START Provided entries

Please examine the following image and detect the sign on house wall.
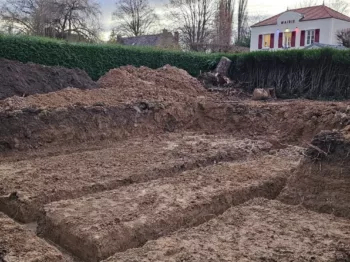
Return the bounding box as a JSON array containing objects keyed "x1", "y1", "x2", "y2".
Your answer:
[{"x1": 277, "y1": 11, "x2": 303, "y2": 30}]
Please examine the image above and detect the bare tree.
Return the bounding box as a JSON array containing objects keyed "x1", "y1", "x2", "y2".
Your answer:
[
  {"x1": 213, "y1": 0, "x2": 235, "y2": 47},
  {"x1": 113, "y1": 0, "x2": 158, "y2": 36},
  {"x1": 108, "y1": 28, "x2": 117, "y2": 43},
  {"x1": 294, "y1": 0, "x2": 320, "y2": 8},
  {"x1": 0, "y1": 0, "x2": 53, "y2": 35},
  {"x1": 237, "y1": 0, "x2": 248, "y2": 43},
  {"x1": 51, "y1": 0, "x2": 101, "y2": 41},
  {"x1": 329, "y1": 0, "x2": 349, "y2": 14},
  {"x1": 0, "y1": 0, "x2": 101, "y2": 41},
  {"x1": 169, "y1": 0, "x2": 215, "y2": 51},
  {"x1": 336, "y1": 28, "x2": 350, "y2": 47},
  {"x1": 248, "y1": 14, "x2": 269, "y2": 25},
  {"x1": 294, "y1": 0, "x2": 348, "y2": 13}
]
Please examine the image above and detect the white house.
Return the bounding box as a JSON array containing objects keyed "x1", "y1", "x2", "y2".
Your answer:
[{"x1": 250, "y1": 5, "x2": 350, "y2": 51}]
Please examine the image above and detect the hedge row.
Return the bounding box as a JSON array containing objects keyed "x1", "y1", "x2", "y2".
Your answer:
[
  {"x1": 0, "y1": 35, "x2": 219, "y2": 81},
  {"x1": 228, "y1": 48, "x2": 350, "y2": 99},
  {"x1": 1, "y1": 35, "x2": 350, "y2": 99}
]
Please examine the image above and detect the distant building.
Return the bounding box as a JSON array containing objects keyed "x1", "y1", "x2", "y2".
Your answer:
[
  {"x1": 250, "y1": 5, "x2": 350, "y2": 51},
  {"x1": 117, "y1": 29, "x2": 180, "y2": 50}
]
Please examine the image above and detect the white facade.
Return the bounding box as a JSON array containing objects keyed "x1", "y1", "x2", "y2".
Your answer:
[{"x1": 250, "y1": 11, "x2": 350, "y2": 51}]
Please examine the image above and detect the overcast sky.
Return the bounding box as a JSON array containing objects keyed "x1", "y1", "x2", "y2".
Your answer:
[{"x1": 98, "y1": 0, "x2": 336, "y2": 39}]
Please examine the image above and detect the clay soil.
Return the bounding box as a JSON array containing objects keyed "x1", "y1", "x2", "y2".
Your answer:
[{"x1": 1, "y1": 62, "x2": 350, "y2": 262}]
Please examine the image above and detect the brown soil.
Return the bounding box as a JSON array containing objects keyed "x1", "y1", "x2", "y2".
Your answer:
[
  {"x1": 0, "y1": 134, "x2": 272, "y2": 223},
  {"x1": 106, "y1": 198, "x2": 350, "y2": 262},
  {"x1": 38, "y1": 155, "x2": 298, "y2": 262},
  {"x1": 0, "y1": 64, "x2": 204, "y2": 111},
  {"x1": 0, "y1": 212, "x2": 67, "y2": 262},
  {"x1": 278, "y1": 128, "x2": 350, "y2": 218},
  {"x1": 0, "y1": 63, "x2": 349, "y2": 153},
  {"x1": 0, "y1": 100, "x2": 349, "y2": 153},
  {"x1": 98, "y1": 65, "x2": 205, "y2": 102},
  {"x1": 0, "y1": 59, "x2": 97, "y2": 100},
  {"x1": 1, "y1": 63, "x2": 350, "y2": 262}
]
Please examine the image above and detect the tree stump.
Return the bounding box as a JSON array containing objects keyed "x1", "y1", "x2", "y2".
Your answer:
[{"x1": 214, "y1": 57, "x2": 232, "y2": 77}]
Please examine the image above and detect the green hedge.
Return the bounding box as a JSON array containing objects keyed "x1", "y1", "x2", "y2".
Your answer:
[
  {"x1": 1, "y1": 35, "x2": 350, "y2": 99},
  {"x1": 228, "y1": 48, "x2": 350, "y2": 99},
  {"x1": 0, "y1": 34, "x2": 219, "y2": 81}
]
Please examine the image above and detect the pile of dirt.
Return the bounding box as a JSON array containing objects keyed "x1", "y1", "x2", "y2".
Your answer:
[
  {"x1": 0, "y1": 65, "x2": 205, "y2": 111},
  {"x1": 98, "y1": 65, "x2": 205, "y2": 102},
  {"x1": 0, "y1": 59, "x2": 97, "y2": 100},
  {"x1": 278, "y1": 127, "x2": 350, "y2": 218}
]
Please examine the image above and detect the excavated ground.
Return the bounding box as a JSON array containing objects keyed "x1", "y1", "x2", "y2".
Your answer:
[
  {"x1": 0, "y1": 212, "x2": 68, "y2": 262},
  {"x1": 1, "y1": 62, "x2": 350, "y2": 262},
  {"x1": 0, "y1": 134, "x2": 273, "y2": 223},
  {"x1": 106, "y1": 198, "x2": 350, "y2": 262},
  {"x1": 0, "y1": 100, "x2": 349, "y2": 153},
  {"x1": 279, "y1": 128, "x2": 350, "y2": 219},
  {"x1": 38, "y1": 154, "x2": 299, "y2": 262}
]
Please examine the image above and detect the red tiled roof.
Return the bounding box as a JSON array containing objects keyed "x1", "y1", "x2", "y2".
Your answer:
[{"x1": 252, "y1": 5, "x2": 350, "y2": 27}]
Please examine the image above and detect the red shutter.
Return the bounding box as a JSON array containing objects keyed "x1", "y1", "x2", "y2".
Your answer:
[
  {"x1": 258, "y1": 35, "x2": 262, "y2": 49},
  {"x1": 315, "y1": 29, "x2": 320, "y2": 42},
  {"x1": 278, "y1": 32, "x2": 283, "y2": 48},
  {"x1": 291, "y1": 31, "x2": 296, "y2": 47},
  {"x1": 300, "y1": 30, "x2": 305, "y2": 46},
  {"x1": 270, "y1": 33, "x2": 274, "y2": 48}
]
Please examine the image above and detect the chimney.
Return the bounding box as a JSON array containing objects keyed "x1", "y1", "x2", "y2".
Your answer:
[
  {"x1": 174, "y1": 31, "x2": 179, "y2": 43},
  {"x1": 162, "y1": 29, "x2": 168, "y2": 35}
]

END Provided entries

# Aim of the task
The required answer is a single number: the count of lines in the entries that hold the string "house".

# Exercise output
2